(Beginning of Source data)

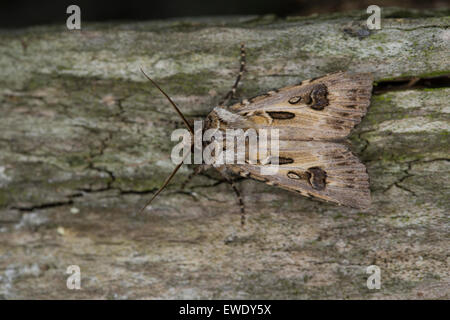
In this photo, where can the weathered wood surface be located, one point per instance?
(84, 141)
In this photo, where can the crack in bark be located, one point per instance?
(407, 175)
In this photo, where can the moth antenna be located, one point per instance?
(170, 100)
(162, 187)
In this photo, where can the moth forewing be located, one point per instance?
(313, 118)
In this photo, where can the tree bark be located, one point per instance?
(84, 142)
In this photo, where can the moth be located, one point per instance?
(313, 118)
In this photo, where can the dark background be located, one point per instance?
(22, 13)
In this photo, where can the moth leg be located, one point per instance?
(231, 93)
(238, 195)
(196, 171)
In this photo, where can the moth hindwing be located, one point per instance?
(313, 119)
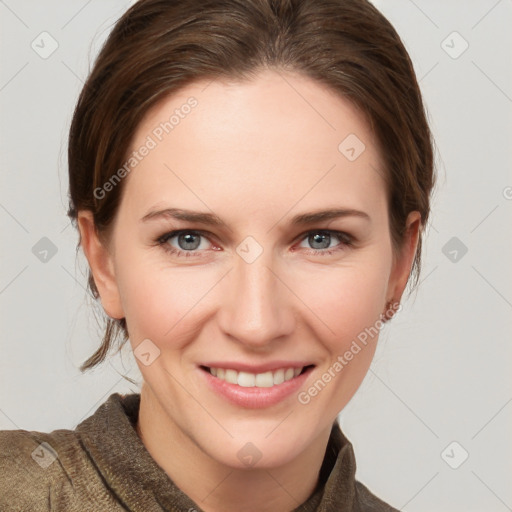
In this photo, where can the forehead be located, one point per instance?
(268, 143)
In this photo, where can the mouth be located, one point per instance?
(267, 379)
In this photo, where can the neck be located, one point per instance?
(216, 487)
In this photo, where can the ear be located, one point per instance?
(101, 264)
(403, 260)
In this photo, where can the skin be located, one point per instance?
(256, 154)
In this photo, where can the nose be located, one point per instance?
(256, 309)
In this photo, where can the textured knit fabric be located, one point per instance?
(102, 465)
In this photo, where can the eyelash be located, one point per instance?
(345, 239)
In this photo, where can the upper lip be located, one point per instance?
(256, 368)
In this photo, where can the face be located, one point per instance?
(256, 289)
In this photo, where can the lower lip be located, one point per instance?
(255, 398)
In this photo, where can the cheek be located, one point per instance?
(346, 300)
(159, 301)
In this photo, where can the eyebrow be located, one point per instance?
(214, 220)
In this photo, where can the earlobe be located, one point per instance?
(101, 265)
(403, 262)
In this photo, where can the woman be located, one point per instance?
(250, 180)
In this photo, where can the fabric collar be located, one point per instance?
(139, 483)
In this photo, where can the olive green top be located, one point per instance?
(102, 465)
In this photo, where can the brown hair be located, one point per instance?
(158, 46)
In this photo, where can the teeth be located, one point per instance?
(258, 380)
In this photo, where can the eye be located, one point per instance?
(320, 241)
(187, 242)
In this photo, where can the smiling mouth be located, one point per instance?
(257, 380)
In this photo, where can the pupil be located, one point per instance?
(322, 238)
(188, 241)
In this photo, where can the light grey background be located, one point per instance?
(442, 370)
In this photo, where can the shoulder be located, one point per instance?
(369, 502)
(40, 471)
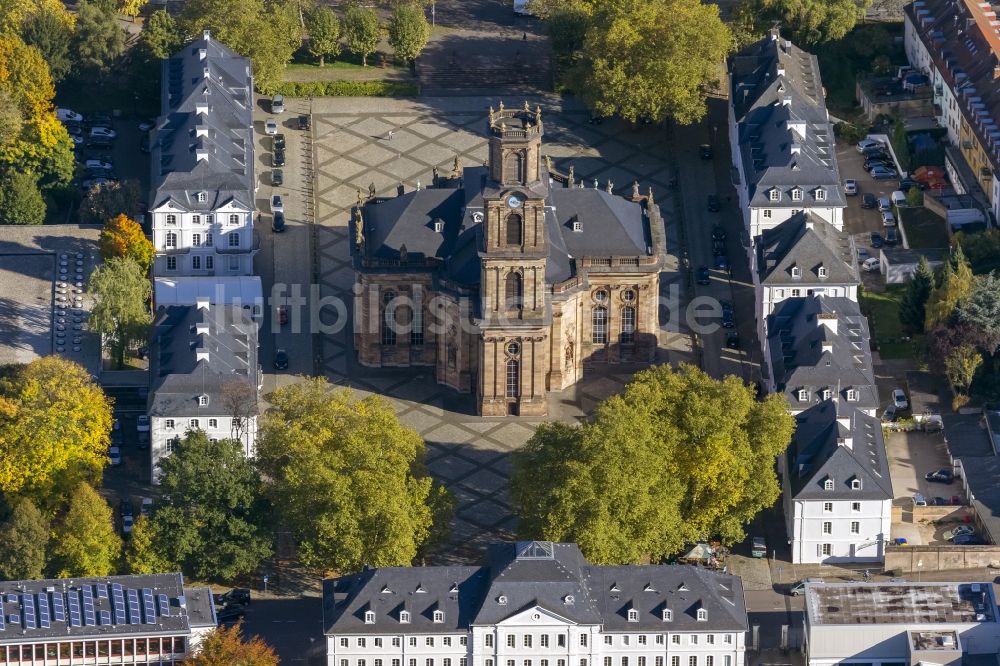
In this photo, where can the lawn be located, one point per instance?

(End of Source data)

◆ **Your goal**
Copy only this, please: the line with "In this photo, where can the skin" and every line after it through the end of the data, with no pictures.

◆ **Written reply**
In this photo, where can the skin be located, one point per instance?
(256, 154)
In this photo, where can the nose be located, one point per instance?
(256, 309)
In this photo, where can the textured knit fabric be located, one point per instance?
(102, 465)
In this photo, where can the eyelash be located, one point per instance?
(345, 239)
In this photo, where can the upper lip be located, one point per instance?
(256, 368)
In this photo, where can the face be located, one point per instance?
(256, 289)
In this photo, where can the lower lip be located, one point per instance?
(255, 398)
In this photo, where can the cheek be located, one point per instance?
(346, 300)
(159, 301)
In this photo, where can the eyebrow be located, one point per instance?
(214, 220)
In this photo, where can the earlobe be located, one point per instance?
(101, 265)
(403, 262)
In this photo, where can the woman be located, one point per instance?
(250, 180)
In this photo, where can the fabric collar be located, one point per instance?
(139, 483)
In this photo, where can the olive green top be located, one point per instance?
(102, 465)
In this photo, where can the brown hair be located, one point per instance?
(158, 46)
In this photo, where can the teeth be located, one point per instance?
(258, 380)
In this photo, where can the eye be located, one point per instance?
(320, 241)
(187, 242)
In this photo, where can the smiling mouth be located, one point per instance?
(257, 380)
In this photo, where can the pupil be located, one point per instance?
(322, 238)
(188, 241)
In this photo, where can the light grey background be located, one point per instance?
(442, 370)
In this photo, where can the shoulder be located, one point per instance?
(369, 502)
(40, 471)
In this photo, where can the lawn be located, one point per instance?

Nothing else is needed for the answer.